→ **TASK INPUT**
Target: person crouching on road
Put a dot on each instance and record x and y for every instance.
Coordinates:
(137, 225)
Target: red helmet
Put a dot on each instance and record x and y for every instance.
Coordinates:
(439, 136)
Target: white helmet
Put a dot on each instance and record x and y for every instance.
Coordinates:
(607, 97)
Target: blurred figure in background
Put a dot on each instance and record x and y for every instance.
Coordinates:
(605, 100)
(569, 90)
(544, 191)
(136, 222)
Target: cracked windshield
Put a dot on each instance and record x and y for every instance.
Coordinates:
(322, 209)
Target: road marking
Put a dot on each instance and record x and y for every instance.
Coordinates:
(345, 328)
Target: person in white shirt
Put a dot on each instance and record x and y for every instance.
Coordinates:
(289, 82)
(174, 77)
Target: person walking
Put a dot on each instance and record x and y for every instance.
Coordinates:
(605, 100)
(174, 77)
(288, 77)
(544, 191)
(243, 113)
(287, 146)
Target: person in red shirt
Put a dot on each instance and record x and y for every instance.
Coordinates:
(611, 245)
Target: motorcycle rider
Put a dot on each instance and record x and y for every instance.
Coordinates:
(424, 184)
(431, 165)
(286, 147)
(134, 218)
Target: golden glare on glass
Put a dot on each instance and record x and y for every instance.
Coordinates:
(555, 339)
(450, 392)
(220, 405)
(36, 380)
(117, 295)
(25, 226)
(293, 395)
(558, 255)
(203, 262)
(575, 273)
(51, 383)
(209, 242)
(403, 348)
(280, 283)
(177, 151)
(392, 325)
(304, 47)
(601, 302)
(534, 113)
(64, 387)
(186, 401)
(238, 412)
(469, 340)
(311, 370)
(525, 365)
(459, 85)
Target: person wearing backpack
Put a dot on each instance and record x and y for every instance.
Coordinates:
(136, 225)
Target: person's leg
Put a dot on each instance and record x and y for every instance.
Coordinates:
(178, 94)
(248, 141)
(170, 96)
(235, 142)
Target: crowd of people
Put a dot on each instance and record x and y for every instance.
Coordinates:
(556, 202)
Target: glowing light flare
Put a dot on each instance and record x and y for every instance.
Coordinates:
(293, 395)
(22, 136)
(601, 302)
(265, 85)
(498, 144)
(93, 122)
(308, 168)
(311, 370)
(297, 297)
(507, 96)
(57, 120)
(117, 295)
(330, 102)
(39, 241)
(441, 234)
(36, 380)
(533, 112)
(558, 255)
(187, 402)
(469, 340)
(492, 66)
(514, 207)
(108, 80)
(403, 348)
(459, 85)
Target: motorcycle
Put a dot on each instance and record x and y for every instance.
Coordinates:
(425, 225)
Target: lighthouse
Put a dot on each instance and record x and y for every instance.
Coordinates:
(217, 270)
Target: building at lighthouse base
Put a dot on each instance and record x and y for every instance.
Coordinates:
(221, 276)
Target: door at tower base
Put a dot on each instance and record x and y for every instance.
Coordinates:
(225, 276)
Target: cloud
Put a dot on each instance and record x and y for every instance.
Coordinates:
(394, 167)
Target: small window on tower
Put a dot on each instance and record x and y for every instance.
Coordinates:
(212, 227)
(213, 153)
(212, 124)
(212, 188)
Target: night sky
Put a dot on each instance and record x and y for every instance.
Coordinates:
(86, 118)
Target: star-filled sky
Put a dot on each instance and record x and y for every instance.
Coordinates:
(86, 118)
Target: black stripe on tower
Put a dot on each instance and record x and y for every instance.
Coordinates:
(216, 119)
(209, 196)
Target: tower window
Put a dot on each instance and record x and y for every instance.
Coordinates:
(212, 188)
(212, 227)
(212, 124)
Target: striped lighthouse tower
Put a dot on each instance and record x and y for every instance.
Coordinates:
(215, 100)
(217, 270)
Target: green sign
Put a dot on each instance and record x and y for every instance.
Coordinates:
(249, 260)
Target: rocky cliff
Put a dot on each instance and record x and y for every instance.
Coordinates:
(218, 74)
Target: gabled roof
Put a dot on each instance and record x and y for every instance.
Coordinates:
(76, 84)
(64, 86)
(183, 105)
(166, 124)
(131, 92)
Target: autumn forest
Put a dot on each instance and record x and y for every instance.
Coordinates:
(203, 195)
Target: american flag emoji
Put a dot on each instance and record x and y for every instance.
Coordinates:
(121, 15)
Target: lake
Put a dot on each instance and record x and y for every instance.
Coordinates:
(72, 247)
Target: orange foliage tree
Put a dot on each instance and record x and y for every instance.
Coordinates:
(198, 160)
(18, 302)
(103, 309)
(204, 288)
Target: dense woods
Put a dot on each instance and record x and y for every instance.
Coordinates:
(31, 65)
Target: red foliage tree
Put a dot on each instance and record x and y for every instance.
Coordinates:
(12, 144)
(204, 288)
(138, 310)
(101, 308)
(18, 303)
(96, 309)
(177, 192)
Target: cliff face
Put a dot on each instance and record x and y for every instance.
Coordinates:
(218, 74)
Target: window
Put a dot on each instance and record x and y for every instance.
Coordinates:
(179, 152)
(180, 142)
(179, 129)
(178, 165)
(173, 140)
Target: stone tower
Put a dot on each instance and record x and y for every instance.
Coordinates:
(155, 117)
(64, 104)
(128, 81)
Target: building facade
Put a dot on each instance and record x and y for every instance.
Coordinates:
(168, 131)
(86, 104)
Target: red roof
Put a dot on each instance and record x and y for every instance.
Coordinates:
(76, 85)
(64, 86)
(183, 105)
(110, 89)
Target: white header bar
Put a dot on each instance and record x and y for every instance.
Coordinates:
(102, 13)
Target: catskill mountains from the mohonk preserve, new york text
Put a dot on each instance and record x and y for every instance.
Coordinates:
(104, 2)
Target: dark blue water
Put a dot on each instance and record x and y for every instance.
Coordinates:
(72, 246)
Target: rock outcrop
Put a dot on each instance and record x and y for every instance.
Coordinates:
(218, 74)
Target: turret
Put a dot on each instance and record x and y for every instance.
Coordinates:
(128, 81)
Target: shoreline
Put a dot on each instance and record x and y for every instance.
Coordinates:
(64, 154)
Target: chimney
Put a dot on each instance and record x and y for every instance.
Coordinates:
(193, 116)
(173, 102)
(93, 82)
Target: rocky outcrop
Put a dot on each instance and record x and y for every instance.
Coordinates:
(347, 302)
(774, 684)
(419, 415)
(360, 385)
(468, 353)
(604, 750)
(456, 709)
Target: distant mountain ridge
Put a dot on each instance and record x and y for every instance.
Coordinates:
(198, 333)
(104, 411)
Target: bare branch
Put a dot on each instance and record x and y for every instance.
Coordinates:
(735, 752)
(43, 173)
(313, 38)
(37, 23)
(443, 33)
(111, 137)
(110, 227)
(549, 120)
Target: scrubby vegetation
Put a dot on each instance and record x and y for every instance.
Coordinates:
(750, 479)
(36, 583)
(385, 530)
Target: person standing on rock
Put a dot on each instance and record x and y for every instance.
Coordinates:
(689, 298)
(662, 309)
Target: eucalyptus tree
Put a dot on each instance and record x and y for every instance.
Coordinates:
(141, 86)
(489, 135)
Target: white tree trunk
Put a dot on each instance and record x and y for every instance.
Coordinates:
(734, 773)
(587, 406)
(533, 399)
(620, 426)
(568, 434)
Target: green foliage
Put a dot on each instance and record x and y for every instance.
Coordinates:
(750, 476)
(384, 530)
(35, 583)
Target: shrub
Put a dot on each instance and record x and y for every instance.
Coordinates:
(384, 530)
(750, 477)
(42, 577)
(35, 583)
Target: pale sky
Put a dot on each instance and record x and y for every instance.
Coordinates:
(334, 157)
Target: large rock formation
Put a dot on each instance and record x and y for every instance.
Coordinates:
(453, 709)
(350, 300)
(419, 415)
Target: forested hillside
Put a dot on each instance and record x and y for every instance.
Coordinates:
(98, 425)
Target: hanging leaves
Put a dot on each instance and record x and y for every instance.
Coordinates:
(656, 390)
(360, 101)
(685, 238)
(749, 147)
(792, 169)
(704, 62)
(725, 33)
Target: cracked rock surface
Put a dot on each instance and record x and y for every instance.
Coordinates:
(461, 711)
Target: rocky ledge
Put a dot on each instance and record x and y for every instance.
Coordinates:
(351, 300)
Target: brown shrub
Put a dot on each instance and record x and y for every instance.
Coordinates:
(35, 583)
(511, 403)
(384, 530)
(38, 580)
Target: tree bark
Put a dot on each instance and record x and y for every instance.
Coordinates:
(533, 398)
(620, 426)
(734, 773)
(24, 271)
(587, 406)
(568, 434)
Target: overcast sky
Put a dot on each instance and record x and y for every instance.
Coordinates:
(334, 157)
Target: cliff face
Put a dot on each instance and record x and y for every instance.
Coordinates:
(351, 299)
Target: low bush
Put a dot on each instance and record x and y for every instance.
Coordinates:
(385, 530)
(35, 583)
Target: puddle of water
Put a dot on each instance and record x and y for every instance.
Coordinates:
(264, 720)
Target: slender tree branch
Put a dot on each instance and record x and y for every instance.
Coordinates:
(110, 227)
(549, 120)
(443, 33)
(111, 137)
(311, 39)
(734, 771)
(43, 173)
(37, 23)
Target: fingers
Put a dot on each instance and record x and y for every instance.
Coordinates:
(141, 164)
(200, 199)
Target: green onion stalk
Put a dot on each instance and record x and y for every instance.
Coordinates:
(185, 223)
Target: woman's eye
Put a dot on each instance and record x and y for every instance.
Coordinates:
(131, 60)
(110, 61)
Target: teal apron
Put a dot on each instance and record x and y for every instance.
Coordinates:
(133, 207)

→ **TASK BRIEF**
From the line holding "Target: low bush" through the last line above, reproduce each line exactly and add nothing.

→ **EXERCISE SOLUTION**
Target: low bush
Put a dot on each instance and record x and y for every instance.
Coordinates:
(385, 530)
(35, 583)
Target: puddle of water
Put a dot on each instance and record x and y for every instance.
Coordinates:
(264, 720)
Target: slender tree branch
Put a dot on each instance and record x and y for every instance.
Coordinates:
(110, 227)
(549, 120)
(443, 33)
(111, 137)
(311, 39)
(734, 771)
(43, 173)
(37, 23)
Target: fingers
Put a dot on each instance and record x and y for every instance.
Coordinates:
(141, 164)
(200, 199)
Target: green onion stalk
Put a dot on each instance and record x and y for every instance.
Coordinates:
(185, 223)
Target: woman's eye
Put a dot on each instance and record x and y for every instance.
Coordinates:
(131, 60)
(110, 61)
Target: teal apron
Put a dot on each instance and record x and y for every instance.
Coordinates:
(133, 207)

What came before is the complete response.